# Hunting During Heavy Snowfall?



## Uber-Schneider (Apr 5, 2008)

Ok, I'll say sorry in advance. My buddy and I made plans to hunt coyote in the middle of the mitten this past Tuesday. Sure enough, here it is Tuesday and the weather forecast now calling for 2" of rain Friday, followed by 4-8" of snow this Saturday when we're thinking of hunting.
I have no problem hunting in snowfall (actually somewhat like it), but would we be wasting our time? Unless it's a prolonged event, my experience is most animals sense a storm and feed heavy before it, and then come out afterwards. What do you think? Also a full moon 1/10, generally also bad for daylight hunting.


----------



## MichMac (Oct 7, 2016)

I don't know about coyotes, but I shot one of my best bucks during a very heavy snowfall.


----------



## fishdip (Dec 29, 2010)

You answered your own question,before and especially after.During the storm in my experience they do not move.Good luck and let us know how you do.


----------



## Tactical Assist (Dec 27, 2019)

It’s hard to say what them Yotes will do.

I’ve shot them at high noon, 90 plus degrees, high humidity, windy

I’ve shot them in pouring rain, high wind

I’ve shot them in a snow storm, high wind

Some days I think it’s a perfect day/night, and don’t see anything

If you can get them to bite to a call they will come. They won’t pass up a meal, Especially in the winter time


----------



## Uber-Schneider (Apr 5, 2008)

WRITTEN TASK:
Write the next part of the forum thread about hunting coyotes during heavy snowfall, picking up right after its last line. The entries play no part here and can be left aside.

RAW DATA:
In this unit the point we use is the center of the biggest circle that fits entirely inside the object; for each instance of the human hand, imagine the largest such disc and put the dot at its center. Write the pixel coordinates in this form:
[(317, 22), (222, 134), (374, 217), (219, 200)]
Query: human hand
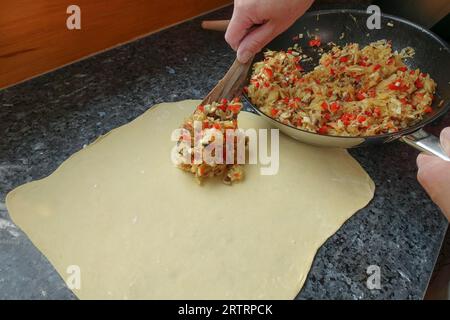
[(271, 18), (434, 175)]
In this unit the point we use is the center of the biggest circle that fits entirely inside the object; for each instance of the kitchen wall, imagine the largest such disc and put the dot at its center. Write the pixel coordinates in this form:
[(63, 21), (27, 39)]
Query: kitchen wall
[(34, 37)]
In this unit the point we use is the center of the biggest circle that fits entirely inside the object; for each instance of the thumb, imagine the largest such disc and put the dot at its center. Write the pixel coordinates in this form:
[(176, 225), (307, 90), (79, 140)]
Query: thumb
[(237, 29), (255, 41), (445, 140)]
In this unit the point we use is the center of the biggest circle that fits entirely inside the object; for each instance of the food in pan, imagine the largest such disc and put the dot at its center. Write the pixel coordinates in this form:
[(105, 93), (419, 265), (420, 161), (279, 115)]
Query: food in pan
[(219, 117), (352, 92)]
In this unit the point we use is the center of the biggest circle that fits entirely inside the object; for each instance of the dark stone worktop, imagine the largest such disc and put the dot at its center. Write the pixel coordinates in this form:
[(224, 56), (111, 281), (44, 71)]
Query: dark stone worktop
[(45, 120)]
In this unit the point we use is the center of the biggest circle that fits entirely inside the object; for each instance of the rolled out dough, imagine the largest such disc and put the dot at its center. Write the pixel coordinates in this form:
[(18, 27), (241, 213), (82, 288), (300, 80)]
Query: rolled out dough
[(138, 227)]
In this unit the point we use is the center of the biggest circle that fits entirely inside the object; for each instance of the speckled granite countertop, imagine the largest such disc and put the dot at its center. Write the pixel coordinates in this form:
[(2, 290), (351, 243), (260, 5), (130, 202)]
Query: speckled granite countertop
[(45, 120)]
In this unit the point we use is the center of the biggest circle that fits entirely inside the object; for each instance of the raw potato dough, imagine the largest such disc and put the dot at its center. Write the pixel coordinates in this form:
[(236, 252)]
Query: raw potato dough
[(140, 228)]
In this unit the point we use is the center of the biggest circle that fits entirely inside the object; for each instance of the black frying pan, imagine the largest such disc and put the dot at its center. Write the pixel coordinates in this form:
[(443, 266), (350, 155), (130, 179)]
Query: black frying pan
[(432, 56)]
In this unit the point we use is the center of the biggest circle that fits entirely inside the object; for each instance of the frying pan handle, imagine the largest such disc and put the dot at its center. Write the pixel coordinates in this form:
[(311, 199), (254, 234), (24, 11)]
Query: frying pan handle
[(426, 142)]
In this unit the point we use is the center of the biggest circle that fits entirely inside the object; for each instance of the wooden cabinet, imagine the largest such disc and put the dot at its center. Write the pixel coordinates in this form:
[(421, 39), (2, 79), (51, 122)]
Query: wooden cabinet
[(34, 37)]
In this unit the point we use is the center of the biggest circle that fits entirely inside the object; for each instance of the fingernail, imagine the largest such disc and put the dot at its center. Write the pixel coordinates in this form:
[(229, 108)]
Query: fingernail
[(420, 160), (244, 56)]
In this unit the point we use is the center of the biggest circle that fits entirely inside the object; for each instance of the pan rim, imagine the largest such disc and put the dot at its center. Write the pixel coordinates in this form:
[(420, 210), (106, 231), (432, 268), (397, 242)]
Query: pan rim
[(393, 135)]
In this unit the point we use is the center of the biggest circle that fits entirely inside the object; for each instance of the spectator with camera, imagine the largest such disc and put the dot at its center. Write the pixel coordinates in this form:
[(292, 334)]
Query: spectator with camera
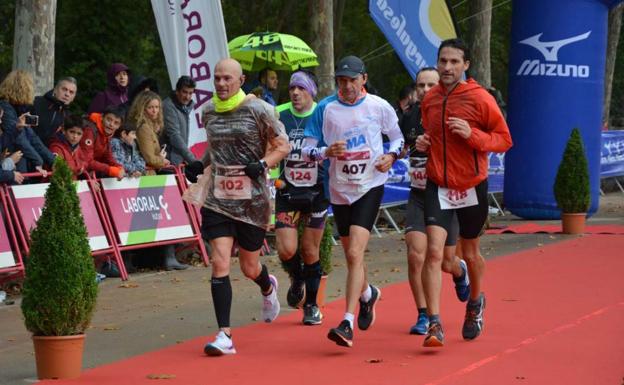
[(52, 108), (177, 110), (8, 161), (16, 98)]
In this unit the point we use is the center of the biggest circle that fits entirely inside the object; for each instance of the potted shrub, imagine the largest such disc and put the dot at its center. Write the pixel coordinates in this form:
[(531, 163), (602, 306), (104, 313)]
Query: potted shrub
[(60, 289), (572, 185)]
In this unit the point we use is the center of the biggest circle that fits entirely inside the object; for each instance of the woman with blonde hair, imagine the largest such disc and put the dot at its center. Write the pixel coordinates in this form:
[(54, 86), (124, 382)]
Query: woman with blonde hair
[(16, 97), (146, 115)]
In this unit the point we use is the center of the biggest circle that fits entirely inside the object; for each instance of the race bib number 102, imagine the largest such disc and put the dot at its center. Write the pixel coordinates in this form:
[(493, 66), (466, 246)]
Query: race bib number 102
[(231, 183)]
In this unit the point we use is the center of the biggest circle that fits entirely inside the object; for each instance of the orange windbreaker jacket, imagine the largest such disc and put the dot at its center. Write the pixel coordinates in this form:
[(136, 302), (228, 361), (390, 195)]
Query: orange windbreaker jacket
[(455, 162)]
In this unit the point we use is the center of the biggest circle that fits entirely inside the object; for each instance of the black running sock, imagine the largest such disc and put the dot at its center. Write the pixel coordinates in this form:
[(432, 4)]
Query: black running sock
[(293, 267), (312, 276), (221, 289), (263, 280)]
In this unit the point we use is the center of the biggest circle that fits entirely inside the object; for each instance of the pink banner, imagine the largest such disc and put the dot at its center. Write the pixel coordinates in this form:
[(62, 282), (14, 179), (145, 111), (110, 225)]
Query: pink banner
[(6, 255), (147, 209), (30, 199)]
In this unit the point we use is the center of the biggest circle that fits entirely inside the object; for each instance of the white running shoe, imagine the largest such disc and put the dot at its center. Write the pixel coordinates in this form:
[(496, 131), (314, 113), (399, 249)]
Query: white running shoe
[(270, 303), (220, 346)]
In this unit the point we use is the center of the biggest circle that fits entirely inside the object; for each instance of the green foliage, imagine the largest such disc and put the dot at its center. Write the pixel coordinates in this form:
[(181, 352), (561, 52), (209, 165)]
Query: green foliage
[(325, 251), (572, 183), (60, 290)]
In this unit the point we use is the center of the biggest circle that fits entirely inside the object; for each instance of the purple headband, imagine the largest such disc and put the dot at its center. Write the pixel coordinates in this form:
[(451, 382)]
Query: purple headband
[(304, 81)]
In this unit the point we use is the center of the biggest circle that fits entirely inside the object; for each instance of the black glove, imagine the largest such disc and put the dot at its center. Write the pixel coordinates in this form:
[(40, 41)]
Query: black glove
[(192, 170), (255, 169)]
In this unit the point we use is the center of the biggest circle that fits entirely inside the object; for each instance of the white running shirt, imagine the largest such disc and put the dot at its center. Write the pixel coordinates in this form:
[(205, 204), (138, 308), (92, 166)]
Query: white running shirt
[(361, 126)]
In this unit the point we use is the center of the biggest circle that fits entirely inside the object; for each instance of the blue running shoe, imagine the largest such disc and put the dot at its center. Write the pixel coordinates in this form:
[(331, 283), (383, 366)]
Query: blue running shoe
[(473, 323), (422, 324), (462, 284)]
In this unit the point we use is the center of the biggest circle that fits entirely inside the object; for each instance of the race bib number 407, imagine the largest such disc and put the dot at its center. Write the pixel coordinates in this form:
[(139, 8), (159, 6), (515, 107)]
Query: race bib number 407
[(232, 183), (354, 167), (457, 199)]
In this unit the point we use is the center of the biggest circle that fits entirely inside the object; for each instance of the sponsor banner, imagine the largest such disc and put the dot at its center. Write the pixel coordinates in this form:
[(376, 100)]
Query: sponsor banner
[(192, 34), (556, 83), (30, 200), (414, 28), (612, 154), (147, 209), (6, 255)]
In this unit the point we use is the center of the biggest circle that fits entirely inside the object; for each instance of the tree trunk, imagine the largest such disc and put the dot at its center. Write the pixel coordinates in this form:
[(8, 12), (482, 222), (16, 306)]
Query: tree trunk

RESPONSE TO THE TASK:
Won't be finding out this weekend. Rain to freezing rain to snow predicted Friday, then 8-13" of snow Saturday. Freezing rain and climber tree stands don't mix well, and wind direction (NNE) also not good for the setup. Also not sure a full moon would help out. Will let you know how it goes next weekend.


----------



## San V. Sasse (Aug 19, 2010)

One, if your hunting at night with lights in a snow storm your not going to be able to see. Typically they'll move before the storm and after, but you never know. I have killed them on full moons but I do not typically hunt at that time. Barometric pressure plays a major roll in how active they will be. If you see deer on their feet the dogs will also, if deer are bedded they typically are not very active, but you never know.


----------



## Uber-Schneider (Apr 5, 2008)

Well, just to finish it out...

Didn't go weekend of 1/18 (almost had the same exact weather situation even if we had planned on it!). Managed to go last Saturday with very wet snow, rain & fog. Heard coyotes in the distance very early, but no luck. I think we need to work on our calling, not sure that cycling through every button on the electronic call isn't more of a warning to them rather than a "hey look at this" message.

Can't remember the call my buddy purchased, but it seemed to me like it almost had a "plastic" sound that the coyotes would pick up. Anyone have any experience with this? Almost made me want to coat the inside of the speaker with duct tape or thin liquid rubber spray to knock that edge off the soundwaves.


----------



## San V. Sasse (Aug 19, 2010)

Uber-Schneider said:


> Well, just to finish it out...
> 
> Didn't go weekend of 1/18 (almost had the same exact weather situation even if we had planned on it!). Managed to go last Saturday with very wet snow, rain & fog. Heard coyotes in the distance very early, but no luck. I think we need to work on our calling, not sure that cycling through every button on the electronic call isn't more of a warning to them rather than a "hey look at this" message.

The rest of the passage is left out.